▶ [Page excerpt]:
Cleanup workers confronted by incomplete data on health risks

? As BP moves to seal the Deepwater Horizon well permanently, more than 31,000 cleanup workers continue to rely on incomplete and at times misleading information about toxic exposure to the spilled oil in the Gulf of Mexico.

Public health officials say they face a daunting challenge: how to inform workers about the possible dangers when studies on the toxic effects of such a large spill have never been done.

Research has provided enough clues about some of the chemicals, however, that independent scientists and worker health advocates say that BP and the Obama administration should be more aggressive in warning workers about the possible long-term health effects of toxins, especially given complaints of worker illnesses that surfaced after the 1989 Exxon Valdez spill in Alaska.

“It’s sort of a legalistic framework that the government has adopted in saying there are not a lot of studies so we don’t know a lot,” said Dr. Michael Harbut, who specializes in occupational and environmental medicine and has treated oil industry workers.

▶ [Material supplied]:
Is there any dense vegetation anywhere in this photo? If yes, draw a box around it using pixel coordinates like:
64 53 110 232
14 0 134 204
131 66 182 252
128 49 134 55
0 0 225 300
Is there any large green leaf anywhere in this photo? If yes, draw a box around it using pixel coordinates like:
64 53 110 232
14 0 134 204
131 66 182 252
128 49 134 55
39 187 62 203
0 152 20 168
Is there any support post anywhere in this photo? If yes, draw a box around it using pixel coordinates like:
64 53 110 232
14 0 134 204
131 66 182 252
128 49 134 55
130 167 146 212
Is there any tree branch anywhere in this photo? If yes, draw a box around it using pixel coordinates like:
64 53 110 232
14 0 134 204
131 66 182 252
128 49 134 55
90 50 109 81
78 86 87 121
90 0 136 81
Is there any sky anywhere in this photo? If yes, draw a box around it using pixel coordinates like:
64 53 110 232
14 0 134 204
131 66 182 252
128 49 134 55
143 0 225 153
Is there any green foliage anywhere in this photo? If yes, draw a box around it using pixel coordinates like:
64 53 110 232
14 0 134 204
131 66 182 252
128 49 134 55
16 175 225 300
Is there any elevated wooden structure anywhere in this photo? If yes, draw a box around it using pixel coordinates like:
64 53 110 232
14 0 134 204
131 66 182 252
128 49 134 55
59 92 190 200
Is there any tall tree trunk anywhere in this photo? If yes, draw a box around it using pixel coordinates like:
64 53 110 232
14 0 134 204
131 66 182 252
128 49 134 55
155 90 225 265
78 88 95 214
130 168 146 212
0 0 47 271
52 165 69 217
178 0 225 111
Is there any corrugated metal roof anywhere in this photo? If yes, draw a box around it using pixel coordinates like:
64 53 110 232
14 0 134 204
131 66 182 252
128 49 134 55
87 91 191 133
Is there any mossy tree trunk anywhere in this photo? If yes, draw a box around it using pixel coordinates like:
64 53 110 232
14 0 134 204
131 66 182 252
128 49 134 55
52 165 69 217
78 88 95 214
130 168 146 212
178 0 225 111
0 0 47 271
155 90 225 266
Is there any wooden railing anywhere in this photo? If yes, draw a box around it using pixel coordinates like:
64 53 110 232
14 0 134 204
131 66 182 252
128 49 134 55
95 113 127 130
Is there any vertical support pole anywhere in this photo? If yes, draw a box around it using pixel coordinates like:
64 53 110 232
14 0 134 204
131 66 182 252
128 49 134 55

▶ [Work instructions]: Quote the passage of the article on cleanup workers' health risks that opens with the words containing "Public health officials" and closes with "never been done.". Work only from the article on cleanup workers' health risks.

▶ [Solution to the problem]:
Public health officials say they face a daunting challenge: how to inform workers about the possible dangers when studies on the toxic effects of such a large spill have never been done.